START Entries provided

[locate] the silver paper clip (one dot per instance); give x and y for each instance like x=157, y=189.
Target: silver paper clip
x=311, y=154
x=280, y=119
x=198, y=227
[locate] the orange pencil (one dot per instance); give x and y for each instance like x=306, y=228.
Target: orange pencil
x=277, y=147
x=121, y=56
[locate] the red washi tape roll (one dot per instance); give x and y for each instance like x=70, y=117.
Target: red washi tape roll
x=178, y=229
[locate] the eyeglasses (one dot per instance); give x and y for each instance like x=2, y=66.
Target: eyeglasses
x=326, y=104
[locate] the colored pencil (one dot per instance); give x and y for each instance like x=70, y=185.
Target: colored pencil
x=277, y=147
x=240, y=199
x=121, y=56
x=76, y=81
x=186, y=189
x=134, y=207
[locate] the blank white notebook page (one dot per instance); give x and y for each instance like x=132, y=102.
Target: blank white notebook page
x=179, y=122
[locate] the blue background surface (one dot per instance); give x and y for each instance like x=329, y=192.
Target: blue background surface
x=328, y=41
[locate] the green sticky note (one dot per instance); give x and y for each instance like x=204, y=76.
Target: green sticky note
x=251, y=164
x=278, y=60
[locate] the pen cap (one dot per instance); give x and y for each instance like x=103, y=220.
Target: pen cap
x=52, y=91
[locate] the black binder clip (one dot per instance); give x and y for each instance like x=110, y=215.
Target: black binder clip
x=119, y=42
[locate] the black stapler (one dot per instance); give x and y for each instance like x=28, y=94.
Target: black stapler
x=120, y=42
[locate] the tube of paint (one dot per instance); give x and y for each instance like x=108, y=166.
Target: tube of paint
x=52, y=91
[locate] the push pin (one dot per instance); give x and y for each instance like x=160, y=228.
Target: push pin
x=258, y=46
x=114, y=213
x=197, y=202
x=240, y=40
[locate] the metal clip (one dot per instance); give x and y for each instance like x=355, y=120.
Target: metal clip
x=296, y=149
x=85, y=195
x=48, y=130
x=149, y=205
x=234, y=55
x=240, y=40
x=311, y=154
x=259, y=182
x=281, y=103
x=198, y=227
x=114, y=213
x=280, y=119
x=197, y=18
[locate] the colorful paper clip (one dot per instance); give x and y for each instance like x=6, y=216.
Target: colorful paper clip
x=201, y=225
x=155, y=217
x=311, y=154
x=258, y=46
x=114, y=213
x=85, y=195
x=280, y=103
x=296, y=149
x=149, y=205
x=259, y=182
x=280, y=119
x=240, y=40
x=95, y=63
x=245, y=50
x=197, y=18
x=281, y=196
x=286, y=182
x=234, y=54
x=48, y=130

END Entries provided

> _Your task_
Your task is to return the full listing exactly as it was given.

> _Response for this exercise_
[locate] the silver paper clip (one dot per instance); give x and y for each instance like x=157, y=189.
Target: silver paper clip
x=311, y=154
x=280, y=119
x=198, y=227
[locate] the orange pencil (one dot per instance); give x and y for each instance like x=306, y=228.
Target: orange pencil
x=277, y=147
x=121, y=56
[locate] the red washi tape roll (one dot per instance); give x and y for each instance like x=70, y=117.
Target: red washi tape roll
x=178, y=229
[locate] the eyeglasses (one dot per instance); give x and y for each instance like x=2, y=66.
Target: eyeglasses
x=326, y=104
[locate] the colored pencil (one dot per instance); give x and y for each instance like x=70, y=185.
Target: colored pencil
x=277, y=147
x=240, y=199
x=121, y=56
x=76, y=81
x=186, y=189
x=134, y=207
[locate] the blank white notebook page (one dot per instance); give x and y for each instance like x=132, y=102.
Target: blank white notebook page
x=179, y=122
[locate] the blue background surface (one dot per instance); give x and y for each instance like x=329, y=192.
Target: blue background surface
x=328, y=41
[locate] the green sticky note (one dot per instance); give x and y for each instance like x=204, y=76.
Target: green sticky note
x=251, y=164
x=278, y=60
[locate] the pen cap (one dot per instance); give x and y for each instance like x=103, y=220.
Target: pen cap
x=52, y=91
[locate] the black binder clip (one dot per instance); give x and y for each instance like x=110, y=215.
Target: black binder clip
x=119, y=42
[locate] the black stapler (one dot per instance); give x and y for each instance like x=28, y=94.
Target: black stapler
x=120, y=42
[locate] the tube of paint (one dot per instance); give x and y for each instance like x=108, y=166.
Target: tube of paint
x=52, y=91
[locate] the push pin (one dot per instance); give x and y for each instance like x=160, y=228.
Target: push pin
x=258, y=46
x=114, y=213
x=197, y=202
x=240, y=40
[locate] the metal clip (one dot per instance); give x and y for each instance like x=355, y=120.
Target: metal clip
x=296, y=149
x=85, y=195
x=48, y=130
x=149, y=205
x=234, y=55
x=240, y=40
x=311, y=154
x=259, y=182
x=281, y=103
x=198, y=227
x=114, y=213
x=280, y=119
x=197, y=18
[locate] the colorful paper clip (one dot per instance); give x and y for each instance like x=6, y=216.
Target: colorful paper clip
x=201, y=225
x=155, y=217
x=311, y=154
x=258, y=46
x=114, y=213
x=85, y=195
x=280, y=103
x=296, y=149
x=149, y=205
x=259, y=182
x=280, y=119
x=240, y=40
x=95, y=63
x=245, y=50
x=197, y=18
x=281, y=196
x=286, y=182
x=234, y=54
x=48, y=130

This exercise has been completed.